-- BEGIN --

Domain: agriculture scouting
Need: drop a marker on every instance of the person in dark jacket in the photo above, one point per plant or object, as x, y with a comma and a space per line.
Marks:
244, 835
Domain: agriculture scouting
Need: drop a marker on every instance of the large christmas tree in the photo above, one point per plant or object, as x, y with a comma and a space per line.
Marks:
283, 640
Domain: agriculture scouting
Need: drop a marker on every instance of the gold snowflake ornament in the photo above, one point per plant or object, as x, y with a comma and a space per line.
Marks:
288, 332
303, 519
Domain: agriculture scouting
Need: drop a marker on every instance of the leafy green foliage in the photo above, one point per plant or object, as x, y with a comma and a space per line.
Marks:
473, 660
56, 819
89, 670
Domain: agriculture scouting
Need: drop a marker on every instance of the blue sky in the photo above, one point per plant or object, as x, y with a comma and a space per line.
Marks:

-- END --

■ Written instruction ■
Please transcribe every one of the items above, reproducing each line without any change.

■ The answer ■
Domain: agriculture scouting
Need: drop a marker on every instance of the person in dark jacket in the photo above, one point per plant or object, as x, y with a comma and a space per line.
Marks:
244, 835
Domain: agriculture scouting
Need: drop a marker on every instance of the large christmas tree in the photo above, one point per plant or object, as x, y with a comma and a space per line.
Marks:
283, 640
Domain: agriculture scouting
Need: drop a marker on every instance of the gold snowflake ornament in the photo above, one point per plant or object, as x, y with a comma and a space per line.
Marks:
288, 332
303, 519
Domain: agriculture scouting
Need: drop a marker on every instance of the leafy green foliage in the photo above, one point per plant or object, as x, y with a comma and a space per line.
Marks:
473, 660
56, 819
89, 670
Domain: agriculture scouting
Need: drop a marker on every instance of the blue sky in the photo above, one point per plant or object, as x, y with a comma and a space per line.
Marks:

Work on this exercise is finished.